__What is being asked__
Please output the entries below without altering a single character.

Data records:

----------

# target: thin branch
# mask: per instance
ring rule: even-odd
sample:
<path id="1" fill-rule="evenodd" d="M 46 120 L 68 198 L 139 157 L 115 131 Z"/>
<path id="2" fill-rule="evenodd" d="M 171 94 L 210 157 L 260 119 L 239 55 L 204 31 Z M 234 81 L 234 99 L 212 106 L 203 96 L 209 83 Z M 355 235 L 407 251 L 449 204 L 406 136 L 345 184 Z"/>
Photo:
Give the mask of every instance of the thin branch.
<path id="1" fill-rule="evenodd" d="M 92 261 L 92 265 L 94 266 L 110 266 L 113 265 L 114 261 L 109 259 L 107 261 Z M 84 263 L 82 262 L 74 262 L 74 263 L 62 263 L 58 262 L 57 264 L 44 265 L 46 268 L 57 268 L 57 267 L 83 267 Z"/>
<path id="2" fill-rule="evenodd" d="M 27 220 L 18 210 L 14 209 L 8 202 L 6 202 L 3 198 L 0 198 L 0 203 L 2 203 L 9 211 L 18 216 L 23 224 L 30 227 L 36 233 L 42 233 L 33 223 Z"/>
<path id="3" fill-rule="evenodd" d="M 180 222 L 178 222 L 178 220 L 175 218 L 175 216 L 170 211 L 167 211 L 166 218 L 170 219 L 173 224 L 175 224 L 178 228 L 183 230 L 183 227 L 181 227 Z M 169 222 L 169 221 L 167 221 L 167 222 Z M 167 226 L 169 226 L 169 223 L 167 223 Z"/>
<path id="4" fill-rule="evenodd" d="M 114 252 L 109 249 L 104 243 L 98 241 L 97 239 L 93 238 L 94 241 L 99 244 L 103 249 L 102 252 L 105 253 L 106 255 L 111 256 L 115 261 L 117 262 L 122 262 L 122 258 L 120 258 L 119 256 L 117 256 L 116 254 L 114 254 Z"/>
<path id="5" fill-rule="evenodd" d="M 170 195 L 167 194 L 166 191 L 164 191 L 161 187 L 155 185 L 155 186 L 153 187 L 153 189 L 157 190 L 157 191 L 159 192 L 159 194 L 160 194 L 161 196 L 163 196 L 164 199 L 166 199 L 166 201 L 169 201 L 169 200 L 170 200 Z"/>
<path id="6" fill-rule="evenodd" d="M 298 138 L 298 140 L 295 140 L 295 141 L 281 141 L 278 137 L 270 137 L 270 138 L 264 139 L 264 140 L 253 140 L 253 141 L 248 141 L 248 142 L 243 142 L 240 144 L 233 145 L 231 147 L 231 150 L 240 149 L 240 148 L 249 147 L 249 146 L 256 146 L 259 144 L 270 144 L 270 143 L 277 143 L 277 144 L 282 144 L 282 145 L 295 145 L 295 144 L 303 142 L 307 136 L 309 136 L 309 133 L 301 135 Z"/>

----------

__Final answer__
# target: thin branch
# mask: per instance
ring rule: even-odd
sample:
<path id="1" fill-rule="evenodd" d="M 46 120 L 68 198 L 139 157 L 115 131 Z"/>
<path id="2" fill-rule="evenodd" d="M 171 94 L 210 157 L 260 119 L 239 55 L 204 31 Z M 234 81 L 234 99 L 212 106 L 203 96 L 209 83 Z M 355 235 L 407 251 L 449 204 L 406 136 L 345 184 Z"/>
Photo:
Give the mask of every instance of the thin branch.
<path id="1" fill-rule="evenodd" d="M 92 261 L 92 265 L 94 266 L 110 266 L 113 265 L 114 261 L 109 259 L 107 261 Z M 84 263 L 82 262 L 74 262 L 74 263 L 62 263 L 58 262 L 57 264 L 44 265 L 46 268 L 57 268 L 57 267 L 83 267 Z"/>
<path id="2" fill-rule="evenodd" d="M 27 220 L 18 210 L 14 209 L 8 202 L 6 202 L 3 198 L 0 198 L 0 203 L 2 203 L 9 211 L 18 216 L 23 224 L 30 227 L 36 233 L 42 233 L 33 223 Z"/>
<path id="3" fill-rule="evenodd" d="M 180 222 L 178 222 L 178 220 L 175 218 L 175 216 L 170 211 L 167 211 L 166 218 L 170 219 L 173 224 L 175 224 L 178 228 L 183 230 L 183 227 L 181 227 Z M 169 222 L 169 221 L 167 221 L 167 222 Z M 167 226 L 169 226 L 169 223 L 167 223 Z"/>
<path id="4" fill-rule="evenodd" d="M 114 252 L 109 249 L 104 243 L 98 241 L 97 239 L 93 238 L 94 241 L 99 244 L 103 249 L 102 252 L 105 253 L 106 255 L 111 256 L 115 261 L 117 262 L 122 262 L 122 258 L 120 258 L 119 256 L 117 256 L 116 254 L 114 254 Z"/>
<path id="5" fill-rule="evenodd" d="M 170 195 L 167 194 L 166 191 L 164 191 L 161 187 L 155 185 L 155 186 L 153 187 L 153 189 L 157 190 L 157 191 L 159 192 L 159 194 L 160 194 L 161 196 L 163 196 L 164 199 L 166 199 L 166 201 L 169 201 L 169 200 L 170 200 Z"/>
<path id="6" fill-rule="evenodd" d="M 298 138 L 298 140 L 295 140 L 295 141 L 281 141 L 278 137 L 270 137 L 270 138 L 264 139 L 264 140 L 253 140 L 253 141 L 248 141 L 248 142 L 243 142 L 240 144 L 233 145 L 231 147 L 231 150 L 240 149 L 240 148 L 249 147 L 249 146 L 256 146 L 259 144 L 270 144 L 270 143 L 277 143 L 277 144 L 282 144 L 282 145 L 295 145 L 295 144 L 303 142 L 307 136 L 309 136 L 309 133 L 301 135 Z"/>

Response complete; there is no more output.